Summarize the piece on brand silence and category leadership in two sentences.

**Quoted text:**
____
The most dangerous time for a brand to become quiet is often when everything appears to work.

Sales are steady. Operations are efficient. Customers know the product. The brand has earned trust. Silence can feel like confidence. Why keep explaining yourself when the market already knows who you are?

Because operational excellence is not the same as category leadership.

Operational excellence protects availability, service, consistency and customer confidence. Category leadership does something different. It shapes what people believe the category should mean next.

Categories are not defined only by brands that sell the most, operate best or have been trusted longest. They are also defined by the brands that keep introducing new language, comparisons and expectations into the market.

When strong brands go quiet, new definitions enter

This is not about established automotive brands losing relevance. Range Rover, Mercedes-Benz, BMW, Lexus, Porsche, Bentley and Rolls-Royce continue to hold powerful advantages in heritage, service infrastructure, resale confidence and cultural meaning. In the Middle East, those strengths matter because vehicles signal taste, status, family practicality and trust.

The risk is different. When strong brands become relatively quiet about what the category should become next, they leave room for others to define the conversation.

That point became clearer this week when Ferrari unveiled the Luce, its first fully electric car. Reported at approximately USD 640,000, the Luce matters less for its performance figures than for what it signals: even one of the world’s strongest luxury marques is choosing to “talk in a different language” as electric luxury changes the codes of desirability. That does not weaken Ferrari’s heritage. It shows that category leadership has to be renewed, even by brands that already own the category in memory.
____
**Stored entries:**
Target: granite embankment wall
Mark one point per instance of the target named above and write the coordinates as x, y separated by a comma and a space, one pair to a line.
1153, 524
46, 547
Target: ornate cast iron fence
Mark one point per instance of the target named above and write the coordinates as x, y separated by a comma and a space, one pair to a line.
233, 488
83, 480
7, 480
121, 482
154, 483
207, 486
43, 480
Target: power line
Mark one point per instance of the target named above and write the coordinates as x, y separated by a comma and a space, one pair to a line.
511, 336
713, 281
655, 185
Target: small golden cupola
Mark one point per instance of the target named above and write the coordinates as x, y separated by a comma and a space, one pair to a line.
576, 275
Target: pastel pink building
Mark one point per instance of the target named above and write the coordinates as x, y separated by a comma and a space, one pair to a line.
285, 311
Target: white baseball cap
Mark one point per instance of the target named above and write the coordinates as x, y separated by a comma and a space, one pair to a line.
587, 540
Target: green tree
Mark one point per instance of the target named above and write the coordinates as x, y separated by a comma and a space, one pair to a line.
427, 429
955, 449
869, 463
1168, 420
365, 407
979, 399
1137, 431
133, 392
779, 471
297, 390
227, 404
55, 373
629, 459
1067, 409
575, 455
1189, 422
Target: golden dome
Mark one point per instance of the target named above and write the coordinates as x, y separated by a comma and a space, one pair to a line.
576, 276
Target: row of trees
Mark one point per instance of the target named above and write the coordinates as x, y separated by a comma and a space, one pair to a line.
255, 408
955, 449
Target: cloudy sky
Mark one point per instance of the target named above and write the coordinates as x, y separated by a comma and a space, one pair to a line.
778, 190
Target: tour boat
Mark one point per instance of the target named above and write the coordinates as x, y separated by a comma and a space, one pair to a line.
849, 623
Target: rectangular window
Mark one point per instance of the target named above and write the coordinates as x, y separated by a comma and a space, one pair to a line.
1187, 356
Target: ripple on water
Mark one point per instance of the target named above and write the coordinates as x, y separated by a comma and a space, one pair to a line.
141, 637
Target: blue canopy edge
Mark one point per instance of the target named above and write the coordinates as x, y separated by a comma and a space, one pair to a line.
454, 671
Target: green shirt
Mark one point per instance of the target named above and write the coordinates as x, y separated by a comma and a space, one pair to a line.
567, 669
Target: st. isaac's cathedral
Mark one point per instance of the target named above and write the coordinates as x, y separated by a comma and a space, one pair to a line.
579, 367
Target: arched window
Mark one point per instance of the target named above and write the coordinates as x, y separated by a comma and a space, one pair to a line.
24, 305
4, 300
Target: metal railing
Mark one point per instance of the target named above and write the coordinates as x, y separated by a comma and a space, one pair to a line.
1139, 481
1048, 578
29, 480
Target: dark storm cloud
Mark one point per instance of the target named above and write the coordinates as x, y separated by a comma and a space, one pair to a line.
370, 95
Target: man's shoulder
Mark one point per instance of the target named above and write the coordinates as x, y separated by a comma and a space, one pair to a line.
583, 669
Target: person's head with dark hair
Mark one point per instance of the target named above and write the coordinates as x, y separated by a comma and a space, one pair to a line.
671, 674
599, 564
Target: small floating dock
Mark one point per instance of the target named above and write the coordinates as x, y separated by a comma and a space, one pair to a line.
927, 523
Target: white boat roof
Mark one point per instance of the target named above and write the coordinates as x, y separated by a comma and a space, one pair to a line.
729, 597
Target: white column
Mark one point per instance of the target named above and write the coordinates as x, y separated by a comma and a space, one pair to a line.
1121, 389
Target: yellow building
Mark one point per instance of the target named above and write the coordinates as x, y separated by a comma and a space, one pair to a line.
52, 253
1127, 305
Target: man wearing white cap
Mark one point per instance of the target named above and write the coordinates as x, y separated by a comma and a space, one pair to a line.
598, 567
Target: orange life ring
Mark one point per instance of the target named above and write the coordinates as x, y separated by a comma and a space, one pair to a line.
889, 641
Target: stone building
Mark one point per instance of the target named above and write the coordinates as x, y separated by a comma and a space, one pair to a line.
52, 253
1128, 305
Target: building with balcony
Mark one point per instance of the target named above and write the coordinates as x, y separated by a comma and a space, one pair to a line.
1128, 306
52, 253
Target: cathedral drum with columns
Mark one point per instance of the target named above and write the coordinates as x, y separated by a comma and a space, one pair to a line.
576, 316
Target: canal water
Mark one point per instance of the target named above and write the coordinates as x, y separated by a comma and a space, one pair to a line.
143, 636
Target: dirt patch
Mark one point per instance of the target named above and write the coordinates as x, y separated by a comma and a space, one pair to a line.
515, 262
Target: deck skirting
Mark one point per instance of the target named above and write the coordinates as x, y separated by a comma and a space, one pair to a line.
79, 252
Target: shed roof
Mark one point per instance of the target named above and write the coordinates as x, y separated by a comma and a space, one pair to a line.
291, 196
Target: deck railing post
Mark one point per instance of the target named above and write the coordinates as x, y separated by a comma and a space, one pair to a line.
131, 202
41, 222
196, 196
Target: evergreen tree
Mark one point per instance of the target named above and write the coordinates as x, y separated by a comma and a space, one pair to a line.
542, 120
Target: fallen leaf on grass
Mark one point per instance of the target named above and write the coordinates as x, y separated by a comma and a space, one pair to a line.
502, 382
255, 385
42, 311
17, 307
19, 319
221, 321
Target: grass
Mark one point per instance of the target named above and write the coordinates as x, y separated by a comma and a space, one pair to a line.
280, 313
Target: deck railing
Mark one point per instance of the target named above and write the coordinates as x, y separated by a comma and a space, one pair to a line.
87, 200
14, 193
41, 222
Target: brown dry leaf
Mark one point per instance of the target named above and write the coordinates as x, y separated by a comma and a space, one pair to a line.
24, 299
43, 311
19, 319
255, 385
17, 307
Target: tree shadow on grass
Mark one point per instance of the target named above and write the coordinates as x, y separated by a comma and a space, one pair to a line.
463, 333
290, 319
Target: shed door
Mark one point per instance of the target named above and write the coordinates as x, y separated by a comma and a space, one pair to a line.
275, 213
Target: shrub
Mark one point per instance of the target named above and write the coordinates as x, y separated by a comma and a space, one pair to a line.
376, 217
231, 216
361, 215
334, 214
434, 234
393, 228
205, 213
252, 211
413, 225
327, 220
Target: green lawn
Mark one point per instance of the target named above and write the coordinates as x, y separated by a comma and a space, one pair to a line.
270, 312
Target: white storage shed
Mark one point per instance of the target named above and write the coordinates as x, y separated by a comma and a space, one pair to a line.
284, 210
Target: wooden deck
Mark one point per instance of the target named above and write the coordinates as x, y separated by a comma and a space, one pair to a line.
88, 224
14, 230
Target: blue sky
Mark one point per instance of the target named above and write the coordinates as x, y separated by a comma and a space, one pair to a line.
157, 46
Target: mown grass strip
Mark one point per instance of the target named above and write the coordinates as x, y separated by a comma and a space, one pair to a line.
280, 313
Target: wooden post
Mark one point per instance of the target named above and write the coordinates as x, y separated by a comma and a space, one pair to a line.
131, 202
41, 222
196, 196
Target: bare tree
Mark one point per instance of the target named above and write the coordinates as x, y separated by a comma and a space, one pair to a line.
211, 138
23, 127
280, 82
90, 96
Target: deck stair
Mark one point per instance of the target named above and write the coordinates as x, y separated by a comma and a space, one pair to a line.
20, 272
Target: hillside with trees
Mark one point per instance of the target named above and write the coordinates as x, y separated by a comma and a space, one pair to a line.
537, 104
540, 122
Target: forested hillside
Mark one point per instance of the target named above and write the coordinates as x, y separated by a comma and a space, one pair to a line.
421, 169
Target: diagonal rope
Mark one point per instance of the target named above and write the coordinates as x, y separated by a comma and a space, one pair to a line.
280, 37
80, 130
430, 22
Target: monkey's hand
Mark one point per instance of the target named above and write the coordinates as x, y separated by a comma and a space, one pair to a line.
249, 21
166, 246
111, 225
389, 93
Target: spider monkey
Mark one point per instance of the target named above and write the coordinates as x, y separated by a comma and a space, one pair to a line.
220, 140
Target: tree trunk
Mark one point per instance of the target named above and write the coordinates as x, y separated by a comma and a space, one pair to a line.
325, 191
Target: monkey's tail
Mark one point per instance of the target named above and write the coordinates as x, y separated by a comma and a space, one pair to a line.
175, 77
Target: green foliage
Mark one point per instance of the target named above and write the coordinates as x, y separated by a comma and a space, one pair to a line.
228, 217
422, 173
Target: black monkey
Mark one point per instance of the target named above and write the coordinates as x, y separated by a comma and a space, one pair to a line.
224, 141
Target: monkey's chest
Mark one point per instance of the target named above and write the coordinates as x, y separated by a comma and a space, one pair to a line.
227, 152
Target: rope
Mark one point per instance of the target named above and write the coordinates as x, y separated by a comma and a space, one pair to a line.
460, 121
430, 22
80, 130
____
**Final result:** Operational excellence protects availability, service, consistency and customer confidence, but category leadership shapes what people believe the category should mean next, and strong brands that become quiet leave room for others to define that conversation. Established automotive brands still hold powerful advantages in heritage, service infrastructure, resale confidence and cultural meaning, yet Ferrari's unveiling of the Luce, its first fully electric car, shows that category leadership has to be renewed even by brands that already own the category in memory.